ASSIGNMENT: Copy each line below exactly.

──────────────────────────────

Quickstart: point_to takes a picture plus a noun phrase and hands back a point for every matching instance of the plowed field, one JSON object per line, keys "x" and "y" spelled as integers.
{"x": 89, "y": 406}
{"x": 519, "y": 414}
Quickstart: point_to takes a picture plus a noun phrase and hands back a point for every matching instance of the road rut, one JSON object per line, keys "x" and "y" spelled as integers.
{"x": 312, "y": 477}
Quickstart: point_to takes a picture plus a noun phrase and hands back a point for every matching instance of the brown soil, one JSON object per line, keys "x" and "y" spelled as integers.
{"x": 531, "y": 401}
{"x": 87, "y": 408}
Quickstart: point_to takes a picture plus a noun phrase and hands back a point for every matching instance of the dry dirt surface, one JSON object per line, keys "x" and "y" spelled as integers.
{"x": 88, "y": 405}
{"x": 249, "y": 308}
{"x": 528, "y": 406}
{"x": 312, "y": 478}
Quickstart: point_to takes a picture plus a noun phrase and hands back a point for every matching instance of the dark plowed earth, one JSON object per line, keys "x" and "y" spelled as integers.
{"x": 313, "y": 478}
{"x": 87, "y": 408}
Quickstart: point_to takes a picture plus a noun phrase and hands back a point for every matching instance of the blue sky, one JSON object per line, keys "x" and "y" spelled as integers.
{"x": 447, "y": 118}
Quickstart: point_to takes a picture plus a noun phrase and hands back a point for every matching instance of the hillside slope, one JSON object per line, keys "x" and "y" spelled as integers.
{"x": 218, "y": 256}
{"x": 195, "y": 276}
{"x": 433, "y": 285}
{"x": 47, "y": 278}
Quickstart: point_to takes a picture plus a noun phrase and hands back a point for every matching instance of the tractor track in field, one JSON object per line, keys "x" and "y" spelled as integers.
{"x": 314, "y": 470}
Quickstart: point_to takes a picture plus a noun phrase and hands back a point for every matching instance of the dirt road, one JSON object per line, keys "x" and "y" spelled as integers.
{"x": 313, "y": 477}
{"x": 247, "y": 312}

──────────────────────────────

TASK ANSWER:
Quickstart: point_to takes a picture plus a noun phrase and hands back a point for every matching instance of the plowed field, one JSON object per line, keys "x" and "y" spelled as integers.
{"x": 89, "y": 406}
{"x": 519, "y": 414}
Quickstart: point_to takes a picture plus a noun phrase and hands back a point for every matching instance of the road rut, one JSON object per line, keys "x" and "y" spelled as integers.
{"x": 312, "y": 477}
Quickstart: point_to takes a picture plus a noun phrase and hands back a point for every matching instance of the brown soil, one JSON object per line, keys "x" and "y" spelled as integers.
{"x": 531, "y": 401}
{"x": 87, "y": 408}
Quickstart: point_to takes a picture plus a noun phrase and hands back a point for every matching instance of the dry dirt surface, one JSON object per line, keys "x" and "y" spelled as integers.
{"x": 88, "y": 405}
{"x": 249, "y": 308}
{"x": 528, "y": 406}
{"x": 312, "y": 478}
Quickstart: point_to takes a picture plus a noun phrase and hands back a point for every matching instance of the dark plowed earth, one JSON object per line, keys "x" and "y" spelled as integers.
{"x": 313, "y": 478}
{"x": 87, "y": 408}
Quickstart: point_to takes a picture plus a noun phrase and hands back a point for every matching instance of the blue sky, one JSON object per line, keys "x" and "y" spelled as integers.
{"x": 447, "y": 118}
Quickstart: point_to takes a picture plus a noun phrase and hands back a point for every matching instance of the hillside slope, one JSON object per line, keys "x" and "y" spelled as integers.
{"x": 218, "y": 256}
{"x": 195, "y": 276}
{"x": 433, "y": 285}
{"x": 47, "y": 278}
Quickstart: point_to takes a picture plus a noun phrase and hands back a point for every matching instance of the tractor track in field, one JSON object per line, keys "x" and "y" spelled as integers.
{"x": 314, "y": 470}
Quickstart: point_to takes a picture plus a noun phrase and hands back a point for every matching instance of the dirt road, one JSON object per line, keys "x" and "y" spelled as integers.
{"x": 313, "y": 477}
{"x": 247, "y": 312}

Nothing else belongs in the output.